Output the entries below as a Markdown table with the columns Number and Record line, giving each non-blank line its own row.

BEGIN Extracted information

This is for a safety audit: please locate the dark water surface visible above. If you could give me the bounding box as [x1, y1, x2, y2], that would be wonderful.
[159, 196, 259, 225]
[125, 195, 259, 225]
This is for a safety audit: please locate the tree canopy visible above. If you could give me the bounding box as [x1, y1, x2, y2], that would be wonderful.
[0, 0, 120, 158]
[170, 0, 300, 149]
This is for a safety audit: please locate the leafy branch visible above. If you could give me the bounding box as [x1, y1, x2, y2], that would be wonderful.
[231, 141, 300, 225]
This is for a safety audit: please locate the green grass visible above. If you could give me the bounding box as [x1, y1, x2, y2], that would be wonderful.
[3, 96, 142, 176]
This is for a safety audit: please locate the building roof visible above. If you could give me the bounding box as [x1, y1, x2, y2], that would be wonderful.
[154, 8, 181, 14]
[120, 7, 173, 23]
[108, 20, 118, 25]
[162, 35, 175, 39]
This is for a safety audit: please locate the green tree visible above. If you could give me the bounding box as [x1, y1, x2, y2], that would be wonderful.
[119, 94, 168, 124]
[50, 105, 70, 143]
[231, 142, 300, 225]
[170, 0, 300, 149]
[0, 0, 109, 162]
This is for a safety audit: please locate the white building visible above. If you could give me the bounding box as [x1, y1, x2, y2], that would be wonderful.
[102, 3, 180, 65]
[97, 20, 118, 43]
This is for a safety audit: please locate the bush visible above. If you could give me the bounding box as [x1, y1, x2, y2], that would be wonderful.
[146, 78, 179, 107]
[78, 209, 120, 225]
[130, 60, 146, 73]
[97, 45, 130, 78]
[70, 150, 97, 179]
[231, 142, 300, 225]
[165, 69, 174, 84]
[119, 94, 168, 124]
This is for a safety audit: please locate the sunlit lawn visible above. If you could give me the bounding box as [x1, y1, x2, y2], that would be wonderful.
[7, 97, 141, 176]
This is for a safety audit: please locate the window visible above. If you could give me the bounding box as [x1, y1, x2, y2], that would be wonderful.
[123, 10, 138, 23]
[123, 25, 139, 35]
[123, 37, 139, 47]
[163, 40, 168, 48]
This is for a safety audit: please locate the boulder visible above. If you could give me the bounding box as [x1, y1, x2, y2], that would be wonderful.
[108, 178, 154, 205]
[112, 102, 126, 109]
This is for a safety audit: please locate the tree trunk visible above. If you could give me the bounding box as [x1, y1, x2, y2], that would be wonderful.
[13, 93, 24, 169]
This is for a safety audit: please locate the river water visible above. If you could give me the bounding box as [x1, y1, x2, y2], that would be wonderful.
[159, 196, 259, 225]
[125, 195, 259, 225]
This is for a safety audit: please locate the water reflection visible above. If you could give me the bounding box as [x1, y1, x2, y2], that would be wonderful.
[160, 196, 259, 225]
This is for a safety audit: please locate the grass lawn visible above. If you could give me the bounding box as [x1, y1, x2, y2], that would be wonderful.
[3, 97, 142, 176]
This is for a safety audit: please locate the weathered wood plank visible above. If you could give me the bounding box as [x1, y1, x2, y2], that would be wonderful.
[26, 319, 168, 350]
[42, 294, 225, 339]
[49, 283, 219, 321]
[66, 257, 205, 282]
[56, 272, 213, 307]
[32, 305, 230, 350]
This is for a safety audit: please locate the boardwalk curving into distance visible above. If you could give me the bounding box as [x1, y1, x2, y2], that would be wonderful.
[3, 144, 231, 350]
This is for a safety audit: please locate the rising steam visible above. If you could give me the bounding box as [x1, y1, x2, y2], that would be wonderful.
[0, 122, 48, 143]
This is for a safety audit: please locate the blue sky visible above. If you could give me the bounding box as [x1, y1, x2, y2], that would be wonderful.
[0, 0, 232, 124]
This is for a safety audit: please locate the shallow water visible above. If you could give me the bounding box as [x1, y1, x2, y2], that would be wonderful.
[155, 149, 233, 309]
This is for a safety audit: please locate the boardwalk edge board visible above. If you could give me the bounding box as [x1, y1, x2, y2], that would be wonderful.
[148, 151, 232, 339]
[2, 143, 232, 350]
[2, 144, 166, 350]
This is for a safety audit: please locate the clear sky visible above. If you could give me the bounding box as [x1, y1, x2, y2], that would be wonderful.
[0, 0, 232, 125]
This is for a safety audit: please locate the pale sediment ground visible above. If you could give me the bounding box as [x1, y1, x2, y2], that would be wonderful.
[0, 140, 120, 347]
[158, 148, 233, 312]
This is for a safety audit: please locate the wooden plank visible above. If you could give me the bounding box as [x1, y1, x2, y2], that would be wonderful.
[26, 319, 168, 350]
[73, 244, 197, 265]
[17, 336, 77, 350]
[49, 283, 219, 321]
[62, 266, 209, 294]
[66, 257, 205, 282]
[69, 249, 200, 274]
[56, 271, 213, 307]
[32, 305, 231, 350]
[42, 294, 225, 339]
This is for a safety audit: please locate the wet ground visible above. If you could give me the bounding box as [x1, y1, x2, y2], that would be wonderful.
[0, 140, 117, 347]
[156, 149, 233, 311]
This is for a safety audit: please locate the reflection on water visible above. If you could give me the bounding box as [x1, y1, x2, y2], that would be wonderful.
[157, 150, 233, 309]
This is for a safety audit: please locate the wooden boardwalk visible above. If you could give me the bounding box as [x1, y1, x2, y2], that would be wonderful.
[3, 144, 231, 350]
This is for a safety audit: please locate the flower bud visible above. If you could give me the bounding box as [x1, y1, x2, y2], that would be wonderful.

END Extracted information

> Solution for this problem:
| Number | Record line |
|---|---|
| 1 | This is for a safety audit: please locate the dark water surface visible above. If you could give me the bounding box as [x1, y1, x2, y2], that would be wonderful. |
| 2 | [159, 196, 259, 225] |
| 3 | [125, 195, 259, 225] |
| 4 | This is for a safety audit: please locate the tree canopy visible above. If you could give me the bounding box as [x1, y1, x2, y2], that would be wonderful. |
| 5 | [0, 0, 120, 158] |
| 6 | [170, 0, 300, 149] |
| 7 | This is for a safety audit: please locate the leafy branch visible above. If you could give me the bounding box as [x1, y1, x2, y2], that would be wonderful. |
| 8 | [231, 141, 300, 225] |
| 9 | This is for a safety audit: please locate the green grass visible above. If you could give me the bounding box as [x1, y1, x2, y2], that would be wonderful. |
| 10 | [3, 96, 142, 176] |
| 11 | This is for a safety audit: please locate the building roof visible above. If you could give me the bounding box as [x1, y1, x2, y2], that would be wonderful. |
| 12 | [154, 8, 181, 14] |
| 13 | [120, 7, 173, 23] |
| 14 | [108, 20, 118, 25] |
| 15 | [162, 35, 175, 39] |
| 16 | This is for a safety audit: please locate the green tree visible above. If you could give me the bounding box as [x1, y1, x2, y2], that would be wonderful. |
| 17 | [119, 94, 168, 124] |
| 18 | [50, 105, 70, 143] |
| 19 | [231, 142, 300, 225] |
| 20 | [170, 0, 300, 149] |
| 21 | [0, 0, 109, 162] |
| 22 | This is for a safety audit: please locate the white building visible above. If you could give me the bounding box as [x1, y1, x2, y2], that would be wonderful. |
| 23 | [102, 3, 180, 65] |
| 24 | [97, 20, 118, 43] |
| 25 | This is for a safety audit: please locate the bush visible above. If you could give me the bounding box as [x1, y1, x2, y2], that would be wonderful. |
| 26 | [146, 78, 179, 107] |
| 27 | [78, 209, 120, 225] |
| 28 | [130, 60, 146, 73] |
| 29 | [97, 45, 130, 78] |
| 30 | [70, 150, 97, 179] |
| 31 | [231, 142, 300, 225] |
| 32 | [165, 69, 174, 84] |
| 33 | [119, 94, 168, 124] |
| 34 | This is for a safety audit: please locate the sunlit lawn visible above. If you could give me the bounding box as [x1, y1, x2, y2], that would be wonderful. |
| 35 | [7, 97, 141, 176] |
| 36 | This is for a safety audit: please locate the window visible above. If you could give me the bounding box as [x1, y1, x2, y2], that would be wonderful. |
| 37 | [123, 10, 138, 23] |
| 38 | [123, 25, 139, 35] |
| 39 | [123, 37, 139, 47] |
| 40 | [163, 40, 168, 48] |
| 41 | This is for a safety audit: please locate the boulder visible above. If you could give me the bounding box as [x1, y1, x2, y2], that would be wonderful. |
| 42 | [108, 178, 154, 205] |
| 43 | [112, 102, 126, 109] |
| 44 | This is for a safety audit: please locate the tree trunk visible above. If you could give me the bounding box as [x1, y1, x2, y2], that would be wonderful. |
| 45 | [13, 93, 24, 169] |
| 46 | This is for a safety audit: please locate the river water visible above. If you could give me the bounding box as [x1, y1, x2, y2], that would be wonderful. |
| 47 | [159, 196, 259, 225] |
| 48 | [125, 195, 259, 225] |
| 49 | This is for a safety audit: please locate the water reflection visible above. If you could give me the bounding box as [x1, y1, x2, y2], that would be wonderful. |
| 50 | [160, 196, 259, 225] |
| 51 | This is for a safety audit: please locate the grass lawn visible above. If you could give me the bounding box as [x1, y1, x2, y2], that would be wonderful. |
| 52 | [3, 97, 142, 176] |
| 53 | This is for a safety audit: please locate the weathered wood plank visible above. If you could give me the bounding box as [x1, y1, x2, y2], that would be wonderful. |
| 54 | [26, 319, 168, 350] |
| 55 | [42, 294, 225, 339] |
| 56 | [49, 283, 219, 321] |
| 57 | [66, 257, 205, 282] |
| 58 | [56, 272, 213, 307] |
| 59 | [32, 305, 230, 350] |
| 60 | This is for a safety audit: please locate the boardwalk curving into distance visible above. If you could give me the bounding box as [x1, y1, x2, y2], that would be wonderful. |
| 61 | [3, 144, 231, 350] |
| 62 | This is for a safety audit: please locate the rising steam visible above. If you could give me the bounding box as [x1, y1, x2, y2], that would be wonderful. |
| 63 | [0, 122, 48, 143] |
| 64 | This is for a safety audit: please locate the blue sky visible above. If you could give me the bounding box as [x1, y1, x2, y2], that would be wonderful. |
| 65 | [0, 0, 232, 124] |
| 66 | This is for a safety audit: please locate the shallow water visible above. If you could give me the bounding box as [x1, y1, x2, y2], that would be wonderful. |
| 67 | [155, 149, 233, 309] |
| 68 | This is for a safety audit: please locate the boardwalk edge board visible above. If you could give me the bounding box as [x1, y1, x2, y2], that would be wonderful. |
| 69 | [148, 151, 232, 339] |
| 70 | [2, 143, 232, 350] |
| 71 | [2, 144, 166, 350] |
| 72 | This is for a safety audit: please locate the clear sky visible above. If you could give me the bounding box as [x1, y1, x2, y2], that would be wonderful. |
| 73 | [0, 0, 232, 125] |
| 74 | This is for a safety audit: please locate the pale sediment ground visible above. If you could give me the bounding box as [x1, y1, x2, y2], that would be wonderful. |
| 75 | [0, 140, 120, 347] |
| 76 | [158, 148, 233, 312] |
| 77 | This is for a safety audit: please locate the wooden plank visible above. If you could give me the bounding box as [x1, y1, x2, y2], that would be wonderful. |
| 78 | [26, 319, 168, 350] |
| 79 | [73, 244, 197, 265] |
| 80 | [17, 336, 77, 350] |
| 81 | [49, 283, 219, 321] |
| 82 | [62, 266, 209, 294] |
| 83 | [66, 257, 205, 282] |
| 84 | [69, 249, 200, 274] |
| 85 | [56, 271, 213, 307] |
| 86 | [32, 305, 231, 350] |
| 87 | [42, 294, 225, 339] |
| 88 | This is for a safety audit: please locate the wet ground visible above. If you could give me the bounding box as [x1, y1, x2, y2], that would be wonderful. |
| 89 | [0, 140, 117, 347] |
| 90 | [156, 149, 233, 311] |
| 91 | This is for a safety audit: please locate the reflection on water visible above. If you could give me the bounding box as [x1, y1, x2, y2], that would be wonderful. |
| 92 | [157, 150, 233, 309] |
| 93 | This is for a safety audit: please locate the wooden boardwalk visible above. If you could give me the bounding box as [x1, y1, x2, y2], that would be wonderful. |
| 94 | [3, 144, 231, 350] |
| 95 | This is for a safety audit: please locate the flower bud visible above. If you could give me the bounding box as [x1, y1, x2, y2], that would be wonderful. |